Oil both hands generously — this is essential with sticky hotteok dough. Divide the dough into 8 equal portions (weighing them is the most reliable method). Take one portion and use your fingers to flatten it into a disk roughly 10cm (4 inches) wide. Place about 1.5 tablespoons of filling in the center, leaving a 1.5cm border. Gather the edges of the dough up and around the filling and pinch firmly to seal — as if you're closing a dumpling. Roll the sealed ball gently between your palms to smooth the seam. A poorly sealed seam is the most common cause of filling leakage.

Pan-fry the first side

Heat a non-stick or cast-iron skillet over medium heat. Add about 1 tablespoon of oil and let it get hot. Place a hotteok ball seam-side down in the pan. Cook undisturbed for about 30–45 seconds until the bottom starts to turn golden. Don't move it — you're building the crust that holds the filling in.

Flip and press flat

Flip the hotteok using a spatula. Immediately press the top firmly with the back of a flat spatula, the bottom of a measuring cup, or a dedicated hotteok press, flattening it to about 1cm thickness and roughly 10cm wide. Apply steady, even pressure. Hold the press down for 5–10 seconds. This step is what gives hotteok its characteristic round, flat shape and ensures the filling spreads evenly inside rather than pooling in one spot.

Cook the second side

Cook for about 1–1.5 minutes until golden brown. Flip once more and cook the other side for another minute. Reduce heat to medium-low if browning too fast — the sugar filling needs time to melt completely inside; rushing the exterior burns it before the filling liquefies. An optional but authentic step: cover the pan with a lid for the last 60 seconds to trap steam and ensure the filling fully melts.

Rest briefly, then serve

Transfer to a wire rack or paper towel for 1–2 minutes. The filling is molten immediately out of the pan — it's a genuine burn risk. Let it cool just enough to handle comfortably, then eat. The Korean street food way: place in a small paper cup, cut in half with scissors if desired, and eat while walking. Hotteok is always eaten hot. Cold hotteok is technically edible but the filling hardens and the crust goes soft — a fundamentally different and inferior experience.

* _Rows_
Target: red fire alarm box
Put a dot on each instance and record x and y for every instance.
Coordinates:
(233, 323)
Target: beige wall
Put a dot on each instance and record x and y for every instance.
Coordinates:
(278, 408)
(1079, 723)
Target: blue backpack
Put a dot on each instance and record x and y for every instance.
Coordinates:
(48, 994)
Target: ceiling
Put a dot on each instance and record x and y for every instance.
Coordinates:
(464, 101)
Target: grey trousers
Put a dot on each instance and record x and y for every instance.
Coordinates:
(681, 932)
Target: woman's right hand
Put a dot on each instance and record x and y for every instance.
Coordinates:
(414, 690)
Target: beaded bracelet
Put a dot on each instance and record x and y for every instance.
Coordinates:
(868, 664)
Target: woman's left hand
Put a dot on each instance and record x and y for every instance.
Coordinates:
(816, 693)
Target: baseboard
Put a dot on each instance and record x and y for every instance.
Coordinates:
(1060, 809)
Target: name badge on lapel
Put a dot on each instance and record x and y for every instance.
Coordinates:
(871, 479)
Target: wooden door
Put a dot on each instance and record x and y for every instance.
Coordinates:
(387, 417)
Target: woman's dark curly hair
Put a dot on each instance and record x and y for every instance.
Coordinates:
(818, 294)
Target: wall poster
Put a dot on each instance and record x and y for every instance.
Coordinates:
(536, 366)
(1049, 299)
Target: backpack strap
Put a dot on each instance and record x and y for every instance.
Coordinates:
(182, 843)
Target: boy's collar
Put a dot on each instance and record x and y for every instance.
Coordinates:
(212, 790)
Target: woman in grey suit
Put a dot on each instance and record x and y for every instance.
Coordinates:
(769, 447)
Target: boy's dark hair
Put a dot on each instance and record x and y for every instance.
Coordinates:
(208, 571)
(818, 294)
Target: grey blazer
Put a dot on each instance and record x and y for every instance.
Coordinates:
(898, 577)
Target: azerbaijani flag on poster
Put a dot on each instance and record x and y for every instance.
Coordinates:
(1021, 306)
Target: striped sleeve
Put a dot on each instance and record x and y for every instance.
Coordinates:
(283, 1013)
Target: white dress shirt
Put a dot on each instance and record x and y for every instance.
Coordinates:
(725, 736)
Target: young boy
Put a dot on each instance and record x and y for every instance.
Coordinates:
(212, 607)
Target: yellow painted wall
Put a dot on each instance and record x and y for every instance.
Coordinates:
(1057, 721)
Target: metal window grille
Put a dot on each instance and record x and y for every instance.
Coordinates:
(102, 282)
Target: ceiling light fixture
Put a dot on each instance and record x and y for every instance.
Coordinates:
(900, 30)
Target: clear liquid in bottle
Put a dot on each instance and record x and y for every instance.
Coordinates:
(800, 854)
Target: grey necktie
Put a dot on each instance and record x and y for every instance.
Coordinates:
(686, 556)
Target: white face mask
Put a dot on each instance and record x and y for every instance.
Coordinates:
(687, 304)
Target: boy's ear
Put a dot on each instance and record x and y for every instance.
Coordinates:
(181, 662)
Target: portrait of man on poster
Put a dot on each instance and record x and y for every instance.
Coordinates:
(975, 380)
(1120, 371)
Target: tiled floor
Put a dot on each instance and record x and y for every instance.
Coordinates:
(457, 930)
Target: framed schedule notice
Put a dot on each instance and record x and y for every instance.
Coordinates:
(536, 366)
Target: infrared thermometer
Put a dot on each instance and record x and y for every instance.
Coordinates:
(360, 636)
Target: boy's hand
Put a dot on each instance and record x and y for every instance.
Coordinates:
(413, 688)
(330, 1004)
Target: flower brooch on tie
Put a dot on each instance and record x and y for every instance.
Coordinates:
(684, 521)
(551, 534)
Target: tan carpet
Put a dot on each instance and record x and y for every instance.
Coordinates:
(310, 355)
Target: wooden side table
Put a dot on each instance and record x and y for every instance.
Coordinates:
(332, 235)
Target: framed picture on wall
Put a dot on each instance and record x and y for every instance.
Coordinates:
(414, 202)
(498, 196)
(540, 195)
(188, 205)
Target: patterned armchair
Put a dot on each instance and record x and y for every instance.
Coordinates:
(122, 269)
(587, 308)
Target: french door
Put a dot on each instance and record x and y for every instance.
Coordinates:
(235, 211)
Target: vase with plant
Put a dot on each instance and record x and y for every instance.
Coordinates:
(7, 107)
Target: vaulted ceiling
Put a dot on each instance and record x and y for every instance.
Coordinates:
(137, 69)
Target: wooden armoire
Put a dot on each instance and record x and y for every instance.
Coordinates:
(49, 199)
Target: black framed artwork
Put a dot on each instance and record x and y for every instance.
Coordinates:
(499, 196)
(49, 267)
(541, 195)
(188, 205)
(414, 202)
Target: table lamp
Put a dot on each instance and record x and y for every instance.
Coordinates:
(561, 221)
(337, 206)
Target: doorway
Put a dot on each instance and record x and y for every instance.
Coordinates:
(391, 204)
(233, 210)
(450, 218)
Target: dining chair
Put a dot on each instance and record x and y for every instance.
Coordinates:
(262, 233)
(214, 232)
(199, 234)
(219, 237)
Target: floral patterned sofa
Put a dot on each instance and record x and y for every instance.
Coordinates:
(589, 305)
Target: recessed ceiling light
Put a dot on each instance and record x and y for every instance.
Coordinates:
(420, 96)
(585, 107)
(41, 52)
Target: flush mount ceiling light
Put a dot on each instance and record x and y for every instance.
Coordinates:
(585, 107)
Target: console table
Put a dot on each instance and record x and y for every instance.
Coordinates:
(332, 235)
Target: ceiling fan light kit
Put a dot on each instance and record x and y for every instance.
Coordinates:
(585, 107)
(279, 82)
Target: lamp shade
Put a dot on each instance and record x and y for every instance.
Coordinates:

* _What you will do_
Pick up the hotteok recipe text after its final sentence and keep writing it. These records have nothing to do with the hotteok recipe.

* _Output of the task_
Shortcut for busy days: The assembled, filled dough balls (before frying) can be stored covered in the refrigerator for up to 2 hours. Cold-proofed balls actually press and fry more cleanly since the dough is firmer. Pull them out, let sit 10 minutes at room temperature, then fry as normal. This is a great prep-ahead strategy if you're making hotteok for a group.

All the Major Types of Hotteok

The classic brown sugar version is the baseline. But hotteok has evolved into a wide family of variations, driven mainly by street food vendors competing to offer something distinctive. Here's the full picture:

Brown Sugar & Walnut

The original and still the most common. Dark brown sugar, cinnamon, and walnuts or peanuts. The filling melts entirely into syrup during cooking. This is the baseline that all variations are measured against.

Seed Hotteok

The famous Busan-style hotteok, most famously associated with the BIFF Square in Nampo-dong. Made with sunflower seeds, pumpkin seeds, and sometimes pine nuts as the dominant filling — less sweet than the classic, more nutty and complex. Vendors often open the cooked hotteok and add more seeds before serving. Considered by many Koreans to be the superior version.

Vegetable Hotteok

Filled with a mixture of glass noodles (japchae-style), vegetables, and sometimes tofu or mushrooms. Seasoned with soy sauce, sesame oil, and garlic. No sugar in the filling. The closest hotteok gets to a full savory meal — popular with people who find sweet hotteok too rich.

Cheese Hotteok

A block of mozzarella or processed cheese replaces or supplements the sweet filling. The cheese melts into a stretchy, savory pull inside the sweet dough. A popular hybrid variation that hit mainstream Korean street food stalls in the 2010s. Also excellent as a savory-sweet combination when paired with a thin layer of brown sugar.

Green Tea Hotteok

Matcha (green tea powder) mixed into the dough or filling. Results in a distinctly bitter-sweet flavor profile that offsets the sugar filling. The dough takes on a pale green color. A more modern, café-style variation popular at specialty hotteok shops.

Chocolate Hotteok

Dark chocolate or Nutella-style filling inside the classic dough. The chocolate melts as the dough cooks, creating a warm ganache-like interior. Less traditional, very popular with younger consumers. Often paired with a dusting of powdered sugar on the outside.

Kimchi Hotteok

Sautéed kimchi (squeezed very dry first) and sometimes pork or spam as the filling. Bold, spicy, and tangy. Needs well-fermented, aged kimchi for maximum flavor. This is the most polarizing hotteok type — people who love it are devoted to it.

Cream / Custard Hotteok

Filled with pastry cream, sweet bean paste, or a red bean and cream combination. A dessert-leaning variation found at specialty street food stalls and Korean bakery crossover shops. The cream filling requires more care during assembly to prevent leaking during pressing.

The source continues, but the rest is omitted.